Among the lines below, copy exactly those from the one with "317L410 305L412 257L296" through the one with "positive clicks: (257, 314)", counting both ends.
____ Dataset records
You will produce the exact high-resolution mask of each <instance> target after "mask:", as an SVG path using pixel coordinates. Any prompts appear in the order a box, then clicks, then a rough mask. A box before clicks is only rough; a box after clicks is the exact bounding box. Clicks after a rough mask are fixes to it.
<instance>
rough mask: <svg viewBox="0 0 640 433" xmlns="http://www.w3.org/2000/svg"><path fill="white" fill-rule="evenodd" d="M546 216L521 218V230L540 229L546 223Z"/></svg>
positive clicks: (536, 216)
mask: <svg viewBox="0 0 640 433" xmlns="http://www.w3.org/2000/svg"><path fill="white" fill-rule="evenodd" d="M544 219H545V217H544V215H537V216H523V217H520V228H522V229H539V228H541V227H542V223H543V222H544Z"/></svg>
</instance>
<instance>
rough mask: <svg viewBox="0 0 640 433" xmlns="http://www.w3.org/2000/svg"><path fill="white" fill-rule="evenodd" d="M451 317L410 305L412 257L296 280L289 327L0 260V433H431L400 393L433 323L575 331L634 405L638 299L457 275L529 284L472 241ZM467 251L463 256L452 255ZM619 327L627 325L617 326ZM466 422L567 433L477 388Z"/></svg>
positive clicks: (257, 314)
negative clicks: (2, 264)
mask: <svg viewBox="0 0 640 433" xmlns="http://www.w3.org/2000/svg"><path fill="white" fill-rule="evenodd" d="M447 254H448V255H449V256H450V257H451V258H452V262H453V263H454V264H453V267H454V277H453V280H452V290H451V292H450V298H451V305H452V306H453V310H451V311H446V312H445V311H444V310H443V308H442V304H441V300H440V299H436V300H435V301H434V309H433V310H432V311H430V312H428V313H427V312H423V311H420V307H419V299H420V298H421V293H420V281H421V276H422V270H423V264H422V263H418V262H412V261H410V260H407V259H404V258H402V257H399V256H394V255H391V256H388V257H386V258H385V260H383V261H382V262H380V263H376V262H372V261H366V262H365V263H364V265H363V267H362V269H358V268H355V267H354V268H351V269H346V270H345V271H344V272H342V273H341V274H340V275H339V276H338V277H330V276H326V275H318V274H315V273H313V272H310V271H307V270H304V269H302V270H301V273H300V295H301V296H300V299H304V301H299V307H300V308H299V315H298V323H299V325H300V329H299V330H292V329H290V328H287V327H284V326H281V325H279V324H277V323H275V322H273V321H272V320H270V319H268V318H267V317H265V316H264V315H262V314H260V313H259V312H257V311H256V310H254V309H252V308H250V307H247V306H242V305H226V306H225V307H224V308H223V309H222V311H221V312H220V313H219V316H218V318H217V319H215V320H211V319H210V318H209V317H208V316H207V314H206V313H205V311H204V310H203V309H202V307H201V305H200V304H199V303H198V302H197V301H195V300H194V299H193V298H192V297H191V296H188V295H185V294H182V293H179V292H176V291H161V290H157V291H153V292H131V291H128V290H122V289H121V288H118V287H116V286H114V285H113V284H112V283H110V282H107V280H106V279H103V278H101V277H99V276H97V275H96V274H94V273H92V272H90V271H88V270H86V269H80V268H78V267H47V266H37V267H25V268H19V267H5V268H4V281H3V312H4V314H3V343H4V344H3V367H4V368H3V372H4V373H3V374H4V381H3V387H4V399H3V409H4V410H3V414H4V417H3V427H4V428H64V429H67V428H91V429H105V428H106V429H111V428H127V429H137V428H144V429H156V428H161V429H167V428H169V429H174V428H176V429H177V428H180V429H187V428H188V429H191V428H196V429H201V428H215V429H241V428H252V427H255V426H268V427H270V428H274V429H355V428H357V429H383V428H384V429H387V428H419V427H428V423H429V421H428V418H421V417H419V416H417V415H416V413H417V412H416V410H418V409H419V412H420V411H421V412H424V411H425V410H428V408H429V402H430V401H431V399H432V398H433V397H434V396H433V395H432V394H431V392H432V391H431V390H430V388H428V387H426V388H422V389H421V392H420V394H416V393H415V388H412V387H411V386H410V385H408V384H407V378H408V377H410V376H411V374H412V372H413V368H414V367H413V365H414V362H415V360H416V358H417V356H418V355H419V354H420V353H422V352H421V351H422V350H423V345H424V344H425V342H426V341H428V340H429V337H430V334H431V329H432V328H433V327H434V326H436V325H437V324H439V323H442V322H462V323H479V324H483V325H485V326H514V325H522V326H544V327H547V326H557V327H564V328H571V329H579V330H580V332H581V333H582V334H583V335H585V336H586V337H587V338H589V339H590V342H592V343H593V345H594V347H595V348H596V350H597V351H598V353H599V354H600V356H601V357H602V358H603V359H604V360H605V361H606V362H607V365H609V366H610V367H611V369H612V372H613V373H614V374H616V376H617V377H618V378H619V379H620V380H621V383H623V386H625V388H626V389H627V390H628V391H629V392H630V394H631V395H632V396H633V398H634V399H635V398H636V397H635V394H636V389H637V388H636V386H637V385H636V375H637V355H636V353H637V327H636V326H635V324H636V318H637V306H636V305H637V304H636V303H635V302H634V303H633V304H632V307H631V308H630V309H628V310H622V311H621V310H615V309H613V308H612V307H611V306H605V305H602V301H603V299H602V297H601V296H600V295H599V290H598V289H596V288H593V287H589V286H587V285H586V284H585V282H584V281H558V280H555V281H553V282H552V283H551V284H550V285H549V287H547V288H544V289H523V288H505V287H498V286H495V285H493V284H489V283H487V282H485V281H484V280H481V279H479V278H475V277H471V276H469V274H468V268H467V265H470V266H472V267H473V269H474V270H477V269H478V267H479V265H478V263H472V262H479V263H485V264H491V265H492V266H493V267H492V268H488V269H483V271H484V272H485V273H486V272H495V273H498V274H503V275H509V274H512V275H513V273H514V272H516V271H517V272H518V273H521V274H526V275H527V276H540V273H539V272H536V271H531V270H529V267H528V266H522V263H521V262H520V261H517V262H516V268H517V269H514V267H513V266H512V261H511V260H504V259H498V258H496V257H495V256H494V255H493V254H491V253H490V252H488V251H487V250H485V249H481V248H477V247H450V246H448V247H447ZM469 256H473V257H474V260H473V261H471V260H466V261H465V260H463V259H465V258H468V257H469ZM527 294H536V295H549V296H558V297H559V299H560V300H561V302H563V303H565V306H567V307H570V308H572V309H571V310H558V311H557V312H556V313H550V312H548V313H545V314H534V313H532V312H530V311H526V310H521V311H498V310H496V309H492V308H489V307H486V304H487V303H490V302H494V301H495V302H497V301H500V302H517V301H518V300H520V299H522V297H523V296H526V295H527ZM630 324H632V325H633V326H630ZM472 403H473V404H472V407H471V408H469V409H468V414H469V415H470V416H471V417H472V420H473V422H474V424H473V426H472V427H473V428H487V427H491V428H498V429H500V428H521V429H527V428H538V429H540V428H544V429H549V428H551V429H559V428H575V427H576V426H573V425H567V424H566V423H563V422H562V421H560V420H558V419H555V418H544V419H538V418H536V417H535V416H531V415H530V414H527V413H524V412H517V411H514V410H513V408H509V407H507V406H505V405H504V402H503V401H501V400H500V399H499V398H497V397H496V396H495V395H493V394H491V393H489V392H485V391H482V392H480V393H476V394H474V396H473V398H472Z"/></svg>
________
Answer to this problem:
rough mask: <svg viewBox="0 0 640 433" xmlns="http://www.w3.org/2000/svg"><path fill="white" fill-rule="evenodd" d="M451 317L410 305L412 257L296 280L289 327L0 260V433H431L400 393L433 323L575 331L634 405L638 299L457 275L529 284L472 241ZM467 251L463 256L452 255ZM619 327L627 325L617 326ZM466 422L567 433L477 388Z"/></svg>
positive clicks: (257, 314)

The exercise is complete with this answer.